__WHAT THIS TASK INVOLVES__:
Extract every line of the records below that contains the word "loop".

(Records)
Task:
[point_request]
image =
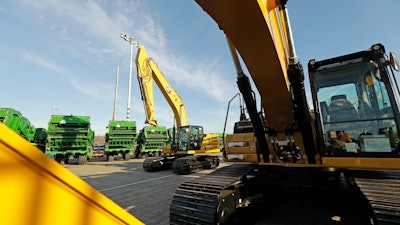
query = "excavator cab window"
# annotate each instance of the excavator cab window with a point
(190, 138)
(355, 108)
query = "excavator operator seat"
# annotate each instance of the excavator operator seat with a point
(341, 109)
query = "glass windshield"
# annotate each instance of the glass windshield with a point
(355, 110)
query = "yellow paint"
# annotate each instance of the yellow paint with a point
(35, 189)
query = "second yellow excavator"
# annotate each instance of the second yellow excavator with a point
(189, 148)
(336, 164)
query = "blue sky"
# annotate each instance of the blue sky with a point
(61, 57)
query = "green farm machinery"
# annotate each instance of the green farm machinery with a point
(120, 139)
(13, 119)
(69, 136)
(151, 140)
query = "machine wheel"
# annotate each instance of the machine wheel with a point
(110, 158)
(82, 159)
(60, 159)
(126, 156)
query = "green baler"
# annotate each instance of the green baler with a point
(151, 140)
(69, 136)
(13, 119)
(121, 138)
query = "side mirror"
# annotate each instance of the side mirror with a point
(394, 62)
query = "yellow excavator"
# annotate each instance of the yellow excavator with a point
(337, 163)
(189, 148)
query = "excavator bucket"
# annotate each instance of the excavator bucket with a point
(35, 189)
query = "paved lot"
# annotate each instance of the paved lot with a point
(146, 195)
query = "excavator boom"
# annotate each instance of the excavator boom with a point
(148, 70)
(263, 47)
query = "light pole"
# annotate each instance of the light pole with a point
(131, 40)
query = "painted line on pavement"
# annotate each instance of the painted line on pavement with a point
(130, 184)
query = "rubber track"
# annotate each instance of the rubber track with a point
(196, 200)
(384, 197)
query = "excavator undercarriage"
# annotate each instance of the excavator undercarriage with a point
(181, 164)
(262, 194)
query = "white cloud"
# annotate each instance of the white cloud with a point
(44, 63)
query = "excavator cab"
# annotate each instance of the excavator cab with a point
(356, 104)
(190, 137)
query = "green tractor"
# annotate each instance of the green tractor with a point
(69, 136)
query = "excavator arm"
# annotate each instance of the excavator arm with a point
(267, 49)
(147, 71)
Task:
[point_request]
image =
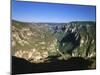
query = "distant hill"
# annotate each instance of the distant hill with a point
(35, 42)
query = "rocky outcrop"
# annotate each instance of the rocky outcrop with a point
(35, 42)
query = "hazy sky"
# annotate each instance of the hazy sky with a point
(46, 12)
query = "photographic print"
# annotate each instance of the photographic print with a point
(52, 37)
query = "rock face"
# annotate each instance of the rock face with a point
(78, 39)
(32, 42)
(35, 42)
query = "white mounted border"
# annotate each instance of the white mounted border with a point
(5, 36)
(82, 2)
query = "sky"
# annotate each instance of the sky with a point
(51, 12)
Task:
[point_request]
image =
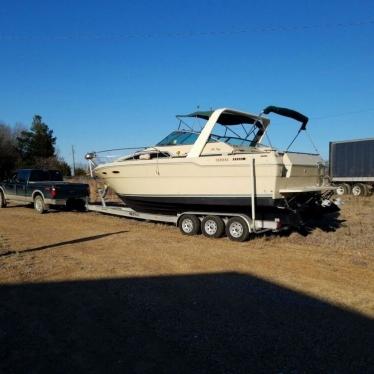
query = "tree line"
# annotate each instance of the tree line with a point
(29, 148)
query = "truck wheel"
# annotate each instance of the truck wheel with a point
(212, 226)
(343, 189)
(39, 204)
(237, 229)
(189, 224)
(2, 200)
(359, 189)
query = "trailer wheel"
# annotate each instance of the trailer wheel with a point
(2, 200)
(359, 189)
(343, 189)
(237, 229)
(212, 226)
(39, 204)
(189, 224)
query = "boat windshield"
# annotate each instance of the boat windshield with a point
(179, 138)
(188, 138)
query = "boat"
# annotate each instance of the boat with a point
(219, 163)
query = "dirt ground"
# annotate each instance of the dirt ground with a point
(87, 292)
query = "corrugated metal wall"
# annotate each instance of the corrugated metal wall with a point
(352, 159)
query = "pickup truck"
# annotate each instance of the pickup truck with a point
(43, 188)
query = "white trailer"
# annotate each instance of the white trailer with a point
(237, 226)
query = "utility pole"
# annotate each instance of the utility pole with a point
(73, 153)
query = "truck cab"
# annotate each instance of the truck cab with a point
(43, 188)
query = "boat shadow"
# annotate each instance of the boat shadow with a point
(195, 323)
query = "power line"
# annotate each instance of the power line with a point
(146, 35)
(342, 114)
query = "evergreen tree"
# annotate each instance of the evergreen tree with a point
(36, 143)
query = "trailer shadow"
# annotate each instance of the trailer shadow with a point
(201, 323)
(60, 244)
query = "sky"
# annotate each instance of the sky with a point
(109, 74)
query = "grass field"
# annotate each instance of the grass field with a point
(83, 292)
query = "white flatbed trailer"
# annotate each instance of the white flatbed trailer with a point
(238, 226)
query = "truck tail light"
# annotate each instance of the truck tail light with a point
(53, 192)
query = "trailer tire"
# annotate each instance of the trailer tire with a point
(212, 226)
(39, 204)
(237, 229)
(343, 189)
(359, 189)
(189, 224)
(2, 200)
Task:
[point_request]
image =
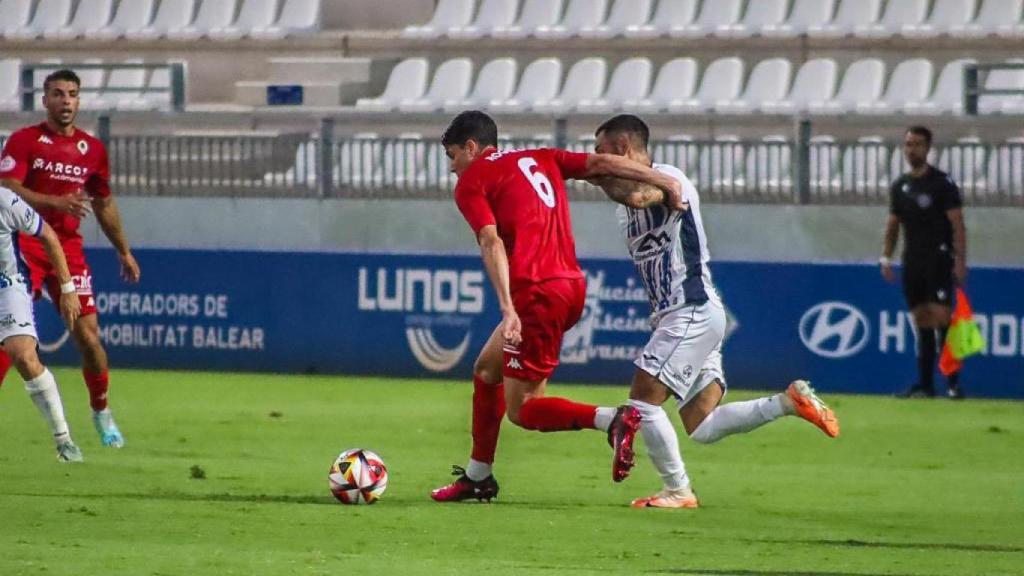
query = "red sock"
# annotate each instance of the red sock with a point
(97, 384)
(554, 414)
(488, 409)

--

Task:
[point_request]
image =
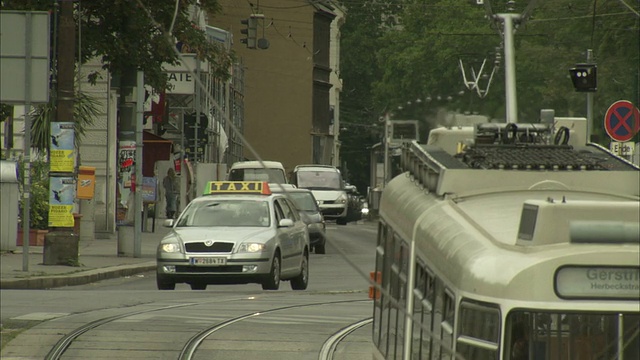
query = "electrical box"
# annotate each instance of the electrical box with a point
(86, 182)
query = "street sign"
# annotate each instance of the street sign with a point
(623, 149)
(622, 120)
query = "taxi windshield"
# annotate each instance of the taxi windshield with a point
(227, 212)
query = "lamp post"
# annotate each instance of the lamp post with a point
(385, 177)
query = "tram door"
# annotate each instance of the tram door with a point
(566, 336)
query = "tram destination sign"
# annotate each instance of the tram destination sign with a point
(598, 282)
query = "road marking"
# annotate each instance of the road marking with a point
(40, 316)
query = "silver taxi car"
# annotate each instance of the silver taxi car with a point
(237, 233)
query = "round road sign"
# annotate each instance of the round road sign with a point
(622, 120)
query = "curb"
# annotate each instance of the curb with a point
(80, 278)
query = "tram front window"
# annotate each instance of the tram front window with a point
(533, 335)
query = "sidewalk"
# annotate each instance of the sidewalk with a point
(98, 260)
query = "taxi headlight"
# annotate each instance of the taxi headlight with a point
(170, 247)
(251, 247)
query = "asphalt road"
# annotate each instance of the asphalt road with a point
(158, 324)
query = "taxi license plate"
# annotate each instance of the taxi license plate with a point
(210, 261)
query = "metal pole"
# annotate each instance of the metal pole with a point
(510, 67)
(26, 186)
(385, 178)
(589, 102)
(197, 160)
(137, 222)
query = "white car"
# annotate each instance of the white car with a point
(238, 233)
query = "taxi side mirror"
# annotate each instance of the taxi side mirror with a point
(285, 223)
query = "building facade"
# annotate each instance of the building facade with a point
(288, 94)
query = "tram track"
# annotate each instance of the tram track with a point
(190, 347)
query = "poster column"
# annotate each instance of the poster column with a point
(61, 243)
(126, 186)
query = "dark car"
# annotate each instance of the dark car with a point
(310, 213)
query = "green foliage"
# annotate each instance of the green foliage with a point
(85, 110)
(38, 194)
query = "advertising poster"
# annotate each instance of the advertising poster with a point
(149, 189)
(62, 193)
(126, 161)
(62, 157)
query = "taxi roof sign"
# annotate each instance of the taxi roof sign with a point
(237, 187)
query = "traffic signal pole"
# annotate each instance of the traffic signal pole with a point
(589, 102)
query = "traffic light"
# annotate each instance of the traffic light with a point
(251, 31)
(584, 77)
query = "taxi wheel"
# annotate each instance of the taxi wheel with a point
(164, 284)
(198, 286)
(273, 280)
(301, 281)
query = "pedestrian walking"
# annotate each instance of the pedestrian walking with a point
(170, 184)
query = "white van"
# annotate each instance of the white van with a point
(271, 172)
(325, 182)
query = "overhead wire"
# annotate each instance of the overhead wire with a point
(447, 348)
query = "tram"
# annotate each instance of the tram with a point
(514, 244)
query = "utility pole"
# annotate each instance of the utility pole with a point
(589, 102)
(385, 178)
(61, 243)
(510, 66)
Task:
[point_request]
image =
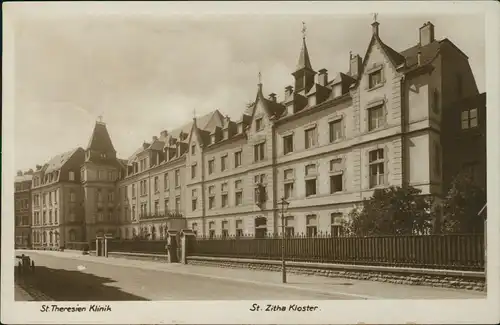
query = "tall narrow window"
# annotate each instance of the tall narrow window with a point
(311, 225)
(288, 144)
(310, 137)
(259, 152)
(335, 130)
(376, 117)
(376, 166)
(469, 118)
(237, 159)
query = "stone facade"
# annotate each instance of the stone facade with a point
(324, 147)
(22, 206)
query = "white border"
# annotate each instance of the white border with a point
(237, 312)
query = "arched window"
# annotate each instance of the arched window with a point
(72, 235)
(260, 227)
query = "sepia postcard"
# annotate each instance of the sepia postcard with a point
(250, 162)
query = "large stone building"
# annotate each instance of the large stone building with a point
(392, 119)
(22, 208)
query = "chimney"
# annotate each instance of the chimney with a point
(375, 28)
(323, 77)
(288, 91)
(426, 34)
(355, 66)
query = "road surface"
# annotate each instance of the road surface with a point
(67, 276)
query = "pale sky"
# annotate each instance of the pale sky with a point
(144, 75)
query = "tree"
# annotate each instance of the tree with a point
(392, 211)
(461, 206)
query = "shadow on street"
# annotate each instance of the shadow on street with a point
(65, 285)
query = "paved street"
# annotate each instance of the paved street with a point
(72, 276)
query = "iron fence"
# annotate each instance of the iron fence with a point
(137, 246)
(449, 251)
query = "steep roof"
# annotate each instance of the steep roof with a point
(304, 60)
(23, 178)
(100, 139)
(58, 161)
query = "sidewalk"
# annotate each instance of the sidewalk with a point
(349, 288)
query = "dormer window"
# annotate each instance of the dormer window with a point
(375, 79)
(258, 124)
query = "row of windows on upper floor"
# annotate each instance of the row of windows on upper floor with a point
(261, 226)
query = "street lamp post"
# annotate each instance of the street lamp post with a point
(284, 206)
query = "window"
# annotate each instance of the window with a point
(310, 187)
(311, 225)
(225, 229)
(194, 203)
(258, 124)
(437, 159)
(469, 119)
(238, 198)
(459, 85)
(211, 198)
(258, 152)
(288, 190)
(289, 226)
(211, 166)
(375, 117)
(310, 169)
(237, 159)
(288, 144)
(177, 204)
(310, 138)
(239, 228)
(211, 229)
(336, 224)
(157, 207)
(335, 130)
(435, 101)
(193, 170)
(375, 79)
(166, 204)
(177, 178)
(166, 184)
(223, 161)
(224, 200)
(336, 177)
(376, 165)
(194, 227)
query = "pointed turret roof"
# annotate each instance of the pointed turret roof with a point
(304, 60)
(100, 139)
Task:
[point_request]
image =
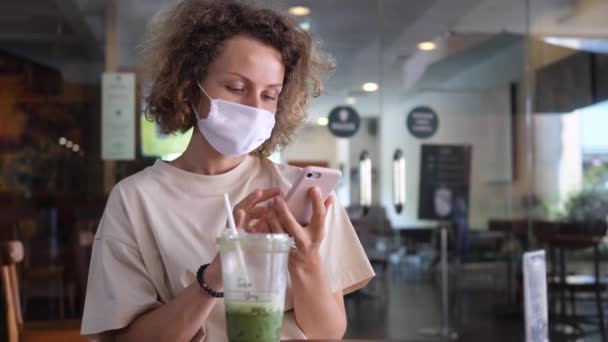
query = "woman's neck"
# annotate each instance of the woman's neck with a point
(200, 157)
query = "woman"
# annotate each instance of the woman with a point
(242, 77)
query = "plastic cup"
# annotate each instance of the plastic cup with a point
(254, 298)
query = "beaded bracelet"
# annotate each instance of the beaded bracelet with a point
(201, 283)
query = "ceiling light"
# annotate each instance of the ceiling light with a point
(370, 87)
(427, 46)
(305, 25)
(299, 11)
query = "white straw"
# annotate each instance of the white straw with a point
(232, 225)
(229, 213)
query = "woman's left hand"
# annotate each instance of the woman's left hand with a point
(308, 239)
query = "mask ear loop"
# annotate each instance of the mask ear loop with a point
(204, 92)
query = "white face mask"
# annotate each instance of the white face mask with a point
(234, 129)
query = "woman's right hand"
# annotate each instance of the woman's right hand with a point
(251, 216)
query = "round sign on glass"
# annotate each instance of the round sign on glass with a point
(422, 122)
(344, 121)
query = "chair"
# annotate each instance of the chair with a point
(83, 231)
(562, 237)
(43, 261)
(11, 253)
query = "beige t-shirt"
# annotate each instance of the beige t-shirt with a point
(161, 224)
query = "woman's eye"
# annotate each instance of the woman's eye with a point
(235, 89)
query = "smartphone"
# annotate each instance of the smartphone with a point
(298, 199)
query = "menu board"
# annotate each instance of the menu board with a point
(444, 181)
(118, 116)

__FULL RESPONSE__:
query = "mask ear loop"
# annotate each instance of the mask ear loop with a point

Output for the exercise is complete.